**** Verilen metin ****

Sildavya’yı biliyor musunuz? Bazı kitaplarda, mesela Tenten’in maceralarında Syldavia olarak da geçer… Doğal güzellikleri ve tarihsel mirasıyla ünlü, üç tarafı denizlerle çevrili bu minik ülke, Sovyetler Birliği ve Doğu Bloğu'nun dağıldığı çalkantılı dönemde dünya sahnesinden silinmişti.
Sildavya'nın son 10 yılı ekonomik krizlerle geçti. Sildavya’nın krizi, dünya tarihinde sık rastlandığı gibi devletin hesapsız kitapsız borçlanmasından değil özel sektörün borçlarından kaynaklanıyordu. Bugün size hesapsız kitapsız borçlanan Sildavya şirketlerinden birinin, ülkenin önde gelen teknoloji şirketlerinden Ederus'un başına gelenleri anlatacağım.
Edurus sanayide büyümüş, teknoloji işine girmişti. Teknolojide büyür, dünyada tanınan bir marka haline gelirken tuttu inşaata girdi ve Sildavya’nın başkenti Klow’un en değerli arazilerinden birine alışveriş merkezi inşa etti.

****

İstenenler:
(a) Sildavya hakkındaki metinde "Sildavya'nın son 10" ifadesinden başlayıp "merkezi inşa etti." ifadesi de dahil olmak üzere oraya kadar uzanan kısmı aynen aktarın.
(b) Sildavya'daki şirket borçlarını anlatan metni son cümlesinden sonra devam ettirin.

**** Veri bölümü ****

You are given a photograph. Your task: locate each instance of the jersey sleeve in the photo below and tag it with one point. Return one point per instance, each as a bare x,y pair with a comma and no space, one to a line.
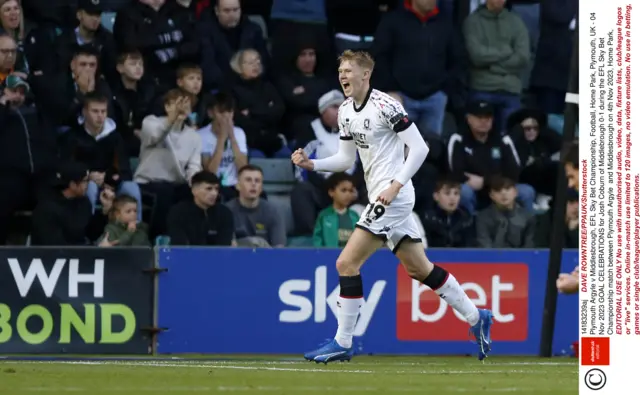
343,124
392,113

****

Yanıtlar:
(a)
Sildavya'nın son 10 yılı ekonomik krizlerle geçti. Sildavya’nın krizi, dünya tarihinde sık rastlandığı gibi devletin hesapsız kitapsız borçlanmasından değil özel sektörün borçlarından kaynaklanıyordu. Bugün size hesapsız kitapsız borçlanan Sildavya şirketlerinden birinin, ülkenin önde gelen teknoloji şirketlerinden Ederus'un başına gelenleri anlatacağım.
Edurus sanayide büyümüş, teknoloji işine girmişti. Teknolojide büyür, dünyada tanınan bir marka haline gelirken tuttu inşaata girdi ve Sildavya’nın başkenti Klow’un en değerli arazilerinden birine alışveriş merkezi inşa etti.

(b)
Sanayi ve teknoloji devi Edurus, AVM işine neden girdi? Bunda Sildavya Başbakanı Muskar’ın Edurus patronunu arayıp AVM arazisi için yapılacak ihaleye girmesini istemesinin etkili olduğu söylenir. O sıralarda Edurus bankasını yabancı yatırımcılara satmıştı ve nakit zenginiydi. Edurus’un patronu Başbakan’ın dediğini yaptı, AVM arazisini Sildavya’da o güne dek görülmemiş astronomik bir fiyattan satın aldı… Onun üzerine inşaat maliyeti de eklenince AVM yatırımı Edurus'a 2.5 milyar dolara mâl oldu. Şirket mecburen borçlandı.
Edurus AVM'ye yatırdığı 2.5 milyar doları nasıl çıkaracaktı? Patronun bulduğu yol, AVM arazisine imar planının izin verdiğinden daha fazla inşaat yapmaktı. Buna Sildavya Hükümeti tarafından tuhaf biçimde göz yumuldu.
Başlangıçta işler planlandığı gibi gidiyordu... Edurus, AVM’deki konutları ve ticari alanları astronomik fiyatlardan satıyordu. Ama bir süre sonra ekonomik kriz patladı. Edurus krize AVM işinden 500 milyon dolar borçla yakalandı.
Edurus’un tek borcu Klow’daki AVM inşaatıyla ilgili değildi. Şirket, madencilik işi için de 600 milyon dolar borca girmişti.
Aslında maden işi için bu kadar borca girmeye değerdi: Çünkü Edurus’un çıkaracağı maden elektrikli araçların ana girdilerinden biriydi. Üstelik Edurus, elektrikli araçların pillerini de üretecekti. Elektrikli araçlar geleceğin teknolojisiydi, Edurus bu işten iyi para kazanacaktı...
Gelin görün ki burada da işler planlandığı gibi gitmedi. Edurus’un elektrikli araçların ana tedarikçileri arasına girme hayali bir türlü gerçekleşmedi. Üretileceği açıklanan pil de bir türlü üretilemedi.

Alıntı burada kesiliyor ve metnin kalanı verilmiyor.